Given exercise A>
Transcribe the part of the Starbucks case study that begins at the words "Leading at Starbucks" and stops after "valued, and appreciated.".
Given exercise B>
Summarize the Starbucks case study in two sentences.
Given exercise C>
Take the Starbucks case study further, continuing from where it stops.

Document extract>
Starbucks Case Study Answers

Answer ALL the Four Questions

**Please read the case study below to answer question 1, 2 and 3

 

 Starbucks

 

Community. Connection. Caring. Committed. Coffee. Five Cs that describe the essence of Starbucks Corporation— what it stands for and what it wants to be as a business. With more than 19,000 stores in 62 countries, Starbucks is the world’s number one specialty coffee retailer. The company also owns Seattle’s Best Coffee, Teavana, Tazo, Starbucks VIA, Starbucks Refreshers, Evolution Fresh, LaBoulange, and Verismo brands. It’s a company that truly epitomizes the challenges facing managers in today’s globally competitive environment.

Company Facts:

  • Starbucks’ main product is coffee—more than 30 blends and single-origin coffees. In addition to fresh-brewed coffee, here’s a sampling of other products the company also offers:
  • Handcrafted beverages: Hot and iced espresso beverages, coffee and non-coffee blended beverages, Tazo® teas, and smoothies
  • Merchandise: Home espresso machines, coffee brewers and grinders, premium chocolates, coffee mugs, and coffee accessories, compact discs, and other assorted items
  • Fresh food: Baked pastries, sandwiches, salads, hot breakfast items, and yogurt parfaits
  • Global consumer products: Starbucks Frappuccino® coffee drinks, Starbucks Iced Coffee drinks, Starbucks
  • Liqueurs, and a line of super-premium ice creams
  • Starbucks Card and My Starbucks Rewards® program: A reloadable stored-value card and a consumer rewards program
  • Brand portfolio: Starbucks Entertainment, Ethos™ Water, Seattle’s Best Coffee, and Tazo® Tea At the end of 2013, the company had more than 200,000 full- and part-time partners (employees) around the world. Howard Schultz is the chairman, president, and CEO of Starbucks. Some of the other “interesting” executive positions include chief operating officer; global chief marketing officer; chief creative officer; executive vice president of partner resources and chief community officer; executive

 

Leading at Starbucks

 

 

Once people are hired or brought into organizations, managers must oversee and coordinate their work so that organizational goals can be pursued and achieved. This is the leading function of management. And it’s an important one! However, it also can be quite challenging. Managing people successfully means understanding their attitudes, behaviors, personalities, individual and teamwork efforts, motivation, conflicts, and so forth. That’s not an easy thing to do. In fact, understanding how people behave and why they do the things they do is downright difficult at times. Starbucks has worked hard to create a workplace environment in which employees (partners) are encouraged to and want to put forth their best efforts. Howard Schultz says he believes that people everywhere have the same desire—to be respected, valued, and appreciated.

Even with some 200,000 full- and part-time partners around the world, one thing that’s been important to Howard Schultz from day one is the relationship he has with employees. Schultz is an ardent proponent of a people-first approach and recognizes that the success of Starbucks is due to its partners (employees). And one way Starbucks demonstrates the concern it has for the relationship with its partners is through an attitude survey that gives partners an opportunity to voice their opinions about their experiences. It also measures overall satisfaction and engagement—the degree to which partners are connected to the company. It’s been an effective way for Starbucks to show that it cares about what its employees think.

Dataset content>
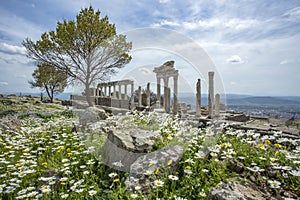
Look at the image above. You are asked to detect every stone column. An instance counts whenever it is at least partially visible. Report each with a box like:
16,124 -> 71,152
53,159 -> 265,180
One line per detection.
196,78 -> 201,116
104,85 -> 107,97
124,84 -> 128,100
164,87 -> 171,113
119,83 -> 122,99
156,78 -> 160,108
130,83 -> 135,110
173,76 -> 178,114
146,83 -> 150,107
108,85 -> 111,97
138,86 -> 142,107
113,83 -> 117,99
164,77 -> 170,112
208,72 -> 214,118
215,94 -> 220,117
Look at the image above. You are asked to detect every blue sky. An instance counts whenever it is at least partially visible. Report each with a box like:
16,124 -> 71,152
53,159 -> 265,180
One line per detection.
0,0 -> 300,96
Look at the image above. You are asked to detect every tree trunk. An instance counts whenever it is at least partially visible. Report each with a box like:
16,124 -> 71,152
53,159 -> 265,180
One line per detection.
50,88 -> 54,103
85,85 -> 94,107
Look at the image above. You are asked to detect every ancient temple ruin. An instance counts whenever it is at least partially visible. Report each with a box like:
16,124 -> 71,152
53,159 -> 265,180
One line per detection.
153,61 -> 179,114
93,80 -> 134,109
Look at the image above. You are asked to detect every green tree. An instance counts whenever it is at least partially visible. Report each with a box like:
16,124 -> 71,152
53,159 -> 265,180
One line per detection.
23,7 -> 132,106
28,63 -> 68,103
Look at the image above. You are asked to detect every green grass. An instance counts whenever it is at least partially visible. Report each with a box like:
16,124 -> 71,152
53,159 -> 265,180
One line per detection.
0,105 -> 300,199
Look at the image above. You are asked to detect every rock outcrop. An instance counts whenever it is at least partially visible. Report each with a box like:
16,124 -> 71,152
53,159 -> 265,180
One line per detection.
207,182 -> 275,200
102,128 -> 160,172
79,107 -> 107,126
125,145 -> 183,193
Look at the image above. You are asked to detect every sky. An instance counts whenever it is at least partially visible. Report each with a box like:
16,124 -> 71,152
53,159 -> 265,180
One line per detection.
0,0 -> 300,96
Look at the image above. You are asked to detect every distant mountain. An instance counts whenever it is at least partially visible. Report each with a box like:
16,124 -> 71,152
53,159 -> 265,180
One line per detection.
226,96 -> 300,105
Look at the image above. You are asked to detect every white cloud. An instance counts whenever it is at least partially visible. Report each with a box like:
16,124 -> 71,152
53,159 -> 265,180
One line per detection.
158,0 -> 171,4
283,7 -> 300,21
0,81 -> 8,86
0,43 -> 26,55
226,55 -> 244,64
152,20 -> 180,27
15,74 -> 27,79
279,60 -> 294,65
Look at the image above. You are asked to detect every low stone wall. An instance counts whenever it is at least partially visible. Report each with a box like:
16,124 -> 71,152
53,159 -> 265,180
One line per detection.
96,97 -> 129,109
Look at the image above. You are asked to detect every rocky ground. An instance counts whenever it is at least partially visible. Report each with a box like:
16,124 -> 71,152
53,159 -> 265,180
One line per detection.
0,95 -> 300,199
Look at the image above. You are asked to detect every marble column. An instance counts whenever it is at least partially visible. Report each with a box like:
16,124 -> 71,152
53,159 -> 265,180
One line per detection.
196,78 -> 201,116
215,94 -> 220,117
130,83 -> 135,110
124,84 -> 128,100
113,83 -> 117,99
138,86 -> 142,107
164,77 -> 169,112
104,85 -> 107,97
119,83 -> 122,99
164,87 -> 171,113
146,83 -> 150,107
208,72 -> 214,118
156,78 -> 160,108
108,85 -> 111,97
173,76 -> 178,114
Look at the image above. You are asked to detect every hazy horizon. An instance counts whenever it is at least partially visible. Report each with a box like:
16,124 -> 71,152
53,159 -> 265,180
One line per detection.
0,0 -> 300,96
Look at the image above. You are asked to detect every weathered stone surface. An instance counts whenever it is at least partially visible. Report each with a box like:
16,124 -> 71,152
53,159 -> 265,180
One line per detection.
225,113 -> 250,122
79,107 -> 107,126
107,128 -> 160,153
102,128 -> 160,172
125,145 -> 183,193
71,100 -> 89,109
0,119 -> 22,130
207,182 -> 275,200
228,159 -> 244,174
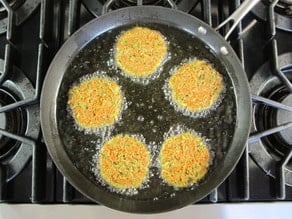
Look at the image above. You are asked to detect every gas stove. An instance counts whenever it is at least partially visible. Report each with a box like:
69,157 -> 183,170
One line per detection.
0,0 -> 292,204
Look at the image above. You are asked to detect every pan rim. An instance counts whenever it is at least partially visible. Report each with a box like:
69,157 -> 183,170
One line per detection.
40,6 -> 251,213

Exercise result A>
Leading at Starbucks

 

 

Once people are hired or brought into organizations, managers must oversee and coordinate their work so that organizational goals can be pursued and achieved. This is the leading function of management. And it’s an important one! However, it also can be quite challenging. Managing people successfully means understanding their attitudes, behaviors, personalities, individual and teamwork efforts, motivation, conflicts, and so forth. That’s not an easy thing to do. In fact, understanding how people behave and why they do the things they do is downright difficult at times. Starbucks has worked hard to create a workplace environment in which employees (partners) are encouraged to and want to put forth their best efforts. Howard Schultz says he believes that people everywhere have the same desire—to be respected, valued, and appreciated.

Exercise result B>
Starbucks, the world's number one specialty coffee retailer with more than 19,000 stores in 62 countries, sells coffee along with handcrafted beverages, merchandise, fresh food, and consumer products, and it had more than 200,000 full- and part-time partners at the end of 2013. Howard Schultz, its chairman, president, and CEO, follows a people-first approach, and the company uses an attitude survey to let partners voice their opinions and to measure their satisfaction and engagement.

Exercise result C>
Responses to questions about partner satisfaction and partner engagement were extremely positive: 87 percent of partners said they were satisfied or very satisfied, and 73 percent said they were engaged with the company. (The numbers in 2003 were 82 percent satisfied and 73 percent engaged.) In addition, partners specifically said they “Know what is expected of them at work; believe someone at work cares about them; and work for managers who promote work/life balance.” But partners also identified some areas where they felt improvements were needed. These included “Celebrate successes more; provide more effective coaching and feedback; and improve communication with partners” (Corporate Social Responsibility, Starbucks Fiscal 2005 Annual Report, “Beyond the Cup,” p. 65 [http://globalassets.starbucks.com/assets/64d30f4e24 724986a9e9823901567867.pdf]). And Starbucks’ managers try to address any concerns raised in these surveys or concerns expressed in other ways. In another review published by Glassdoor.com, Starbucks employees gave the company 3.7 stars out of 5 and 88 percent approved of CEO Howard Schultz

Not surprisingly, Howard Schultz has some definite views about leading and leadership. He says being a great leader involves finding a balance between celebrating what’s made a company successful in the past and knowing when to not continue following the status quo. He also said being a great leader means identifying a path your organization needs to follow and then creating enough confidence in your people so they follow that path and don’t “veer off course because it’s an easier route to go” (W. Meyers, “Conscience In a Cup of Coffee,” US News & World Report, October 31, 2005, pp. 48–50). He also said leaders, particularly of growing companies, need to stay true to those values and principles that have guided how their business is done and not let those values be compromised by ambitions of growth. Since 1982, Howard Schultz has led Starbucks in a way that has allowed the company to successfully grow and meet and exceed its goals and to do so ethically and responsibly.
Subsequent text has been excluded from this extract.